◆ **Requirement A**
From the records, give as a JSON list of strings, one string per line, every line from the line with "locate man's dark curly hair" up to and including the line with "[0,0,499,351]", with blank lines left out.

◆ **Page text**
>> Begin

A technical challenge is to perform a conversion from time-series data to image data in an ANN model. Several studies have reported how to map time-series trends in a 2D spatial image. For example, stock market predictions in near-future trend employed the image of 31 stocks × 100 time steps [22]. The precipitation predictions utilized an image of spatial information of climates in time series, such as air temperatures at eight locations × eight time steps with a ten-minute interval [23]. If we apply these conversion techniques, the CNN coupled with a transfer-learning approach can predict time-series data for flood events.
This paper proposes a new data-driven-based model for flood modeling. The model consists of a CNN incorporated with transfer learning to efficiently and quickly predict time-series water levels in flood events even in different domains after pretraining the CNN in a certain domain. First, we will show the verification of the CNN-based flood model in large datasets obtained in a certain watershed. Second, we will evaluate the performance of the CNN with a transfer-learning approach in a different watershed. Last, we will evaluate the prediction accuracy for the number of retrainings of the CNN with the transfer learning.

2. Materials and Methods

2.1. Study Site

We selected two watersheds that do not have flood control facilities such as large dams and ponds (Figure 1). The first watershed is a part of the Oyodo River watershed, which is located in Southwest Japan. The watershed has an area of 861 km2, a main river with a length of 52 km that flows to the Hiwatashi gauge station near Oyodo River Dam (31.7870° N, 131.2392° E) downstream, and an elevation that ranges from 118 to 1350 m. The area often experiences heavy rainfall events from the summer to early fall due to typhoons. This watershed is named “Domain A” in this study. Another watershed is the Abashiri River watershed toward the northeast of Hokkaido. The watershed has an area of 1380 km2, a main river with a length of 115 km that flows to the outlet in the North Pacific, and an elevation that ranges from 0 to 978 m. Heavy rainfall events have seldom occurred due to weak monsoon impacts and few occurrences of typhoon tracks and approaches. We refer to this watershed as “Domain B”.

>> End

◆ **Requirement B**
Please say whether each statement agrees with the flood-modeling text, answering yes or no and quoting the deciding words: (i) Domain A is part of the Oyodo River watershed in Southwest Japan; (ii) the Abashiri River watershed covers 861 km2; (iii) the stock market predictions used an image of 31 stocks × 100 time steps.

◆ **Records to process**

>> Begin

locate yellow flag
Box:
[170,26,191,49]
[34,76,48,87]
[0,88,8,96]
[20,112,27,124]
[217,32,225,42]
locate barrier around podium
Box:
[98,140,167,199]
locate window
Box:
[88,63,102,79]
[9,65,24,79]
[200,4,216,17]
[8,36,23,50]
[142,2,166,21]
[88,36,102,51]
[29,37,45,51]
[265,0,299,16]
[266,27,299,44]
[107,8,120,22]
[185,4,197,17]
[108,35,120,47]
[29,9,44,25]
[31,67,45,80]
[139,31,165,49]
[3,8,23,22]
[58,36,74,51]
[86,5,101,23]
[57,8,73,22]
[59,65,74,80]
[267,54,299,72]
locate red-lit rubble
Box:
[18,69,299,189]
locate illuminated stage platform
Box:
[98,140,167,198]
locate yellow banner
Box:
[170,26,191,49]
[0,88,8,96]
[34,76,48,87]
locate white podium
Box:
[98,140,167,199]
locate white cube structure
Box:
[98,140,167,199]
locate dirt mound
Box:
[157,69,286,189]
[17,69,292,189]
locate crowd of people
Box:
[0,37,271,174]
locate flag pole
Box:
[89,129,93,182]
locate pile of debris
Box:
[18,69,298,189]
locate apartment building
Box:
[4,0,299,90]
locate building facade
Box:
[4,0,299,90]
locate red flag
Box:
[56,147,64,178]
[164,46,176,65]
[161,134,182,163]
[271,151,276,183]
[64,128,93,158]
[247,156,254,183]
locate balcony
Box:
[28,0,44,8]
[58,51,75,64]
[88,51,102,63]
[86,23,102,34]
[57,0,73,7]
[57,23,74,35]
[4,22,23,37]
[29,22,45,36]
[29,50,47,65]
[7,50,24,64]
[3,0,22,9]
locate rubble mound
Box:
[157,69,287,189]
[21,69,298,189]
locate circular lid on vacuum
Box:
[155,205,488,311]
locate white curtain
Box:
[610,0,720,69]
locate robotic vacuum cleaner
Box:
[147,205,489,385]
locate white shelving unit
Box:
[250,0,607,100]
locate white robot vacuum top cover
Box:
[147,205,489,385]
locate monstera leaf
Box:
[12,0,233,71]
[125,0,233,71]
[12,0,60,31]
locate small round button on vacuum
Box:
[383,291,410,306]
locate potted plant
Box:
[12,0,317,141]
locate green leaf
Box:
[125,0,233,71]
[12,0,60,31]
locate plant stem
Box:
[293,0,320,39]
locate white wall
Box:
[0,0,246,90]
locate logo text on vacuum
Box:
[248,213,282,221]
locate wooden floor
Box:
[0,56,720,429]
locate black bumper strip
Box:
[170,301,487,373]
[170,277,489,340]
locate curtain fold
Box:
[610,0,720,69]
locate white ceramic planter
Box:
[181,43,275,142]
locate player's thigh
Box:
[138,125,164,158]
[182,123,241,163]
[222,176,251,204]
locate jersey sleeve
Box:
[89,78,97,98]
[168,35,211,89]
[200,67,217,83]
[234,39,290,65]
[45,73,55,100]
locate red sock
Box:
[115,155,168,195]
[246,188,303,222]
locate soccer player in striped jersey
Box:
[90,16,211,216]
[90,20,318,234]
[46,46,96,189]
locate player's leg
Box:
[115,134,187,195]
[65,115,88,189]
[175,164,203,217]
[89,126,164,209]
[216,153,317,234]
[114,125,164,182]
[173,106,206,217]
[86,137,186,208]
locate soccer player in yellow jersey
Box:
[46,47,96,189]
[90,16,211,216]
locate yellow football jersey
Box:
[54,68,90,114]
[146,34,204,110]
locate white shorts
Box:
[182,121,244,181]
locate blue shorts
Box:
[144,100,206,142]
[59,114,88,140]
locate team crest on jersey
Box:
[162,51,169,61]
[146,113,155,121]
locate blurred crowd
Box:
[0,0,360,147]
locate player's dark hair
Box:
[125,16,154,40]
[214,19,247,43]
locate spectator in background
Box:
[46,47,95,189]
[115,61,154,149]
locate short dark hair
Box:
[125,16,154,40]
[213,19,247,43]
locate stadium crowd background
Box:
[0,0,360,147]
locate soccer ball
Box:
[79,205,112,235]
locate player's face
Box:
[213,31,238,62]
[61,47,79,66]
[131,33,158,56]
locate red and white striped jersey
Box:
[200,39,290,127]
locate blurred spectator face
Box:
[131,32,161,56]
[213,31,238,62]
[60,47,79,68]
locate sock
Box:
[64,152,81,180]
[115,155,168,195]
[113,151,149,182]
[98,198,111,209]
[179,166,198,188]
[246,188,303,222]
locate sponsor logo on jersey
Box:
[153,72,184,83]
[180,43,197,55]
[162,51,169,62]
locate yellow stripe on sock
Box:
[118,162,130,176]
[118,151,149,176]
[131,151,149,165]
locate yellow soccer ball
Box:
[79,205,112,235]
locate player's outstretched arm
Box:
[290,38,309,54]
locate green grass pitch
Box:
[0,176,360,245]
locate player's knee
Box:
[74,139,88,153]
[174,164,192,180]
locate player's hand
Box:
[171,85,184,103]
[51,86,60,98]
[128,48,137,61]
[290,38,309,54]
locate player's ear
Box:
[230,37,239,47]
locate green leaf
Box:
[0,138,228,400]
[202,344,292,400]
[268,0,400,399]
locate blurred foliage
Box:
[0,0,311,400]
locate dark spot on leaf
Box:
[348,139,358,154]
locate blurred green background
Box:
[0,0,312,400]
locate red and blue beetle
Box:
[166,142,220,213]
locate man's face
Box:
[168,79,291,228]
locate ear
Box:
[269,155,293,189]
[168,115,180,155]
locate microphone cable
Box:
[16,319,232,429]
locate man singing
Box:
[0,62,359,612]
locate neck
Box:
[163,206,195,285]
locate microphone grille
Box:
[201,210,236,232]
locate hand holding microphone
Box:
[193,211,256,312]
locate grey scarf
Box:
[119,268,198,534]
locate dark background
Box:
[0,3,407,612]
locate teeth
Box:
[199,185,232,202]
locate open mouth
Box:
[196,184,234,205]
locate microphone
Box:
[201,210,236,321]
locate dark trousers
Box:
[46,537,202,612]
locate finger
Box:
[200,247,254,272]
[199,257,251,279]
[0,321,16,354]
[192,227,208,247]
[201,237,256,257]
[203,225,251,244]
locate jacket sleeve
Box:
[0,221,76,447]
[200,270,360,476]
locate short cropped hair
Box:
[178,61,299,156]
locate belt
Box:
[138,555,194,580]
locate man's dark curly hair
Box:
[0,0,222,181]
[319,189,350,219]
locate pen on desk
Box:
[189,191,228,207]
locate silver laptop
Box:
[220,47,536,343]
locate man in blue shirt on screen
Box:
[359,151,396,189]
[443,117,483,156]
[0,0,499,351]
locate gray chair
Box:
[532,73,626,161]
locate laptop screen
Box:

>> End

◆ **Output A**
[
  "locate man's dark curly hair",
  "Box:",
  "[0,0,222,181]",
  "[319,189,350,219]",
  "locate pen on desk",
  "Box:",
  "[189,191,228,207]",
  "locate silver laptop",
  "Box:",
  "[220,47,536,343]",
  "locate man in blue shirt on screen",
  "Box:",
  "[359,151,396,189]",
  "[443,117,483,156]",
  "[0,0,499,351]"
]

◆ **Output B**
(i) Yes: "The first watershed is a part of the Oyodo River watershed, which is located in Southwest Japan."
(ii) No: "The watershed has an area of 1380 km2"
(iii) Yes: "stock market predictions in near-future trend employed the image of 31 stocks × 100 time steps"